__WRITTEN REQUEST__
Write what comes next in the PyTorch part-of-speech tagging notebook, picking up after its final line.

__SUPPLIED PASSAGE__
════════
In [1]:
# utils 
import torch

# data
from torchtext.datasets import PennTreebank, UDPOS
from torchtext.data import Field, BucketIterator

# model
import torch.nn as nn
import torch.nn.functional as F

# training
import torch.optim as optim
import tqdm

In [2]:
device = torch.device("cuda:0" if torch.cuda.is_available() else "cpu")

In [3]:
device

device(type='cuda', index=0)

### Data 

In [4]:
TEXT = Field(tokenize="spacy", lower=True, batch_first=True)
UD_TAGS = Field(unk_token=None, batch_first=True)
PTB_TAGS = Field(unk_token=None, batch_first=True)

In [5]:
# fields list
fields = [("text", TEXT), ("udtags", UD_TAGS), ("ptbtags", PTB_TAGS)]

In [6]:
# pen dataset
train, val, test = UDPOS.splits(fields)

downloading en-ud-v2.zip


en-ud-v2.zip: 100%|██████████| 688k/688k [00:01<00:00, 641kB/s]


extracting


In [7]:
#### Build vocab and create data loader
TEXT.build_vocab(
    train, 
    min_freq=2,
    vectors = "glove.6B.100d",
    unk_init = torch.Tensor.normal_,
)
UD_TAGS.build_vocab(train, min_freq=1)
PTB_TAGS.build_vocab(train, min_freq=1)

.vector_cache/glove.6B.zip: 862MB [06:30, 2.21MB/s]                          
100%|█████████▉| 399483/400000 [00:16<00:00, 25408.72it/s]

In [8]:
BATCH_SIZE = 128

In [9]:
train_loader, val_loader, test_loader = BucketIterator.splits(
    datasets=(train, val, test),
    batch_size=BATCH_SIZE,
    device=device
)

In [10]:
for x in train_loader:
    print(x.text.shape)
    break

torch.Size([128, 74])


### Model

![title](./assets/pos-bidirectional-lstm.png)
════════
__STORED DATA__
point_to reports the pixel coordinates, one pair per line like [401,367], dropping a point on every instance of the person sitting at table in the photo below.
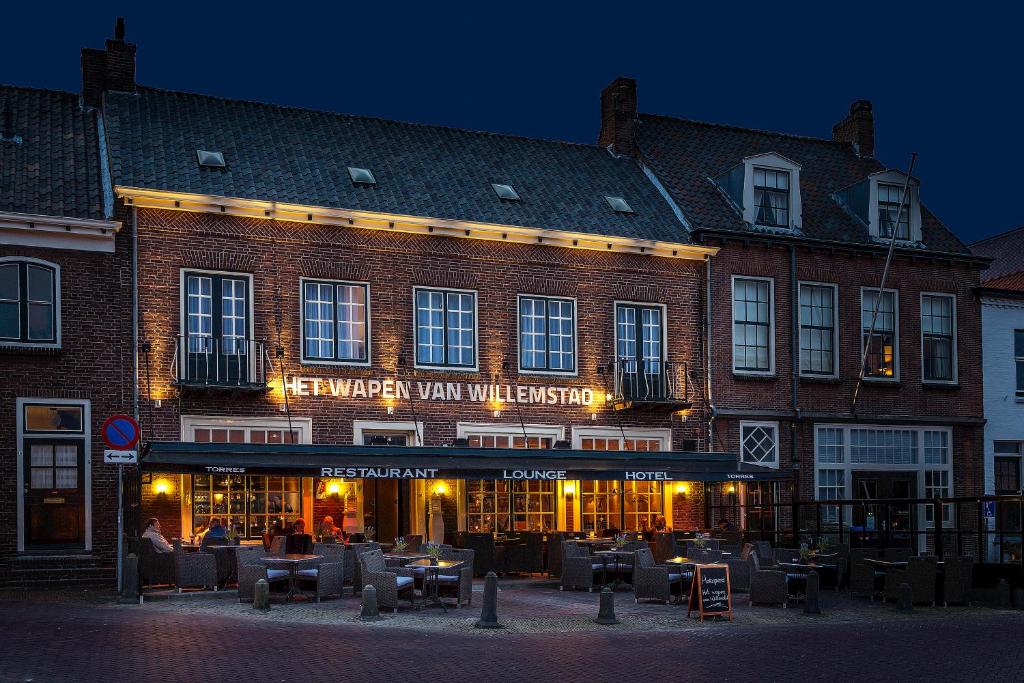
[153,534]
[298,541]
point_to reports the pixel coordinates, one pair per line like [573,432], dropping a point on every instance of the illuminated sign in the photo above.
[438,391]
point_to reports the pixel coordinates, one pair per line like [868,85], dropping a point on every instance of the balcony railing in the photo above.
[650,385]
[220,363]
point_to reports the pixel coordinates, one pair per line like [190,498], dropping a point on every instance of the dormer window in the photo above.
[771,197]
[890,217]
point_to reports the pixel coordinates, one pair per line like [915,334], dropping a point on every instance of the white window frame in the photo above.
[576,336]
[764,425]
[772,162]
[56,343]
[953,360]
[771,327]
[251,305]
[22,434]
[476,331]
[912,205]
[303,359]
[835,289]
[896,325]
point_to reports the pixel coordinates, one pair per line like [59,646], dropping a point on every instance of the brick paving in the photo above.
[84,637]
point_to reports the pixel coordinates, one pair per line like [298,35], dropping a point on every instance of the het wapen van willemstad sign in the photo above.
[438,391]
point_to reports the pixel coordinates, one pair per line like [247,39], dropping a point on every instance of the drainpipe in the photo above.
[795,384]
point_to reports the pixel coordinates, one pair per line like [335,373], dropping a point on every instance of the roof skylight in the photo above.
[619,205]
[361,176]
[505,191]
[210,159]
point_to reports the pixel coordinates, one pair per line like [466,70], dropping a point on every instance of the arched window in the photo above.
[30,302]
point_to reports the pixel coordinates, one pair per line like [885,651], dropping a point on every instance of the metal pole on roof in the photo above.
[882,286]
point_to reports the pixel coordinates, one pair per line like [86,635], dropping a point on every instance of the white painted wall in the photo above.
[1005,414]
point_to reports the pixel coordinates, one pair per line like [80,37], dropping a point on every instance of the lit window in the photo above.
[29,303]
[771,197]
[759,443]
[335,322]
[880,359]
[937,334]
[445,328]
[752,321]
[547,334]
[890,216]
[817,330]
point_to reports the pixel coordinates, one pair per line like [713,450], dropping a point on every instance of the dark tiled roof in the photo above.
[1007,250]
[50,163]
[685,154]
[300,157]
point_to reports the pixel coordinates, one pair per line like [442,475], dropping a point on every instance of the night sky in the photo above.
[945,83]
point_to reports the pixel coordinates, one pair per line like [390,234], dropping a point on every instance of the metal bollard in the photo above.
[371,612]
[811,602]
[130,593]
[905,601]
[261,595]
[488,615]
[606,612]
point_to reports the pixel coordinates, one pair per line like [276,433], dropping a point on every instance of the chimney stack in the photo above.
[110,69]
[857,128]
[619,111]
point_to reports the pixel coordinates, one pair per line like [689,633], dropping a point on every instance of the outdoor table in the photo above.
[401,558]
[293,561]
[431,573]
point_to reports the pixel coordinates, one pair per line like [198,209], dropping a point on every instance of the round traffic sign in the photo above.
[120,432]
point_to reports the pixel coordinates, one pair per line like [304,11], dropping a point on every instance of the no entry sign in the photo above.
[120,432]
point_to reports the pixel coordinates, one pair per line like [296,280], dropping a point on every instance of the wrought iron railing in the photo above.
[646,381]
[219,361]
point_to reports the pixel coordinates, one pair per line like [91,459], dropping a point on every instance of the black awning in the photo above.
[352,462]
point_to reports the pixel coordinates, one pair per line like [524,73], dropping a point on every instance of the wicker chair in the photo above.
[250,570]
[390,583]
[765,554]
[654,582]
[767,586]
[328,575]
[958,572]
[665,547]
[579,568]
[459,583]
[555,542]
[155,567]
[921,573]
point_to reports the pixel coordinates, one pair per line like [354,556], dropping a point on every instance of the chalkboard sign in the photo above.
[711,593]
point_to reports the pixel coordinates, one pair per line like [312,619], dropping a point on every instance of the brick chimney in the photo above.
[619,111]
[857,128]
[110,69]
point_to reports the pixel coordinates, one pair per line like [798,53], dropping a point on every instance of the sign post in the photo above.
[711,593]
[120,433]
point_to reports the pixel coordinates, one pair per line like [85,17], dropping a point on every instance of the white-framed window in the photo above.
[818,350]
[771,197]
[882,357]
[938,337]
[30,303]
[771,193]
[547,335]
[753,325]
[444,324]
[759,443]
[842,451]
[335,322]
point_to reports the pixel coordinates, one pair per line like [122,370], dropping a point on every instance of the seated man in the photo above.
[153,532]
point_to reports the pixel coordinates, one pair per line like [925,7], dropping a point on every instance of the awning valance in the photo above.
[352,462]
════════
__TASK ANSWER__
In [11]:
### A multi-layer bidirection LSTM network
class POSTagger(nn.Module):
    
    def __init__(self, vocab_size, embedding_dim, hidden_size, output_size, num_layers=4, dropout=0.2):
        
        super(POSTagger, self).__init__()
        self.vocab_size = vocab_size
        
        self.embedding = nn.Embedding(num_embeddings=vocab_size, embedding_dim=embedding_dim)
        self.lstm = nn.LSTM(
            input_size=embedding_dim, 
            hidden_size=hidden_size,
            num_layers=num_layers,
            batch_first=True,
            dropout = dropout,
            bidirectional=True
        )
        self.fc = nn.Linear(in_features=2*hidden_size, out_features=output_size)
        # 2* hidden_size -> bidirectional
    
    def forward(self, x):
        # x.shape -> [batch, seq_len]
        
        embedded =  self.embedding(x)
        # embedded.shape -> [batch, seq_len, embedding_dim]
        
        outputs, _ = self.lstm(embedded)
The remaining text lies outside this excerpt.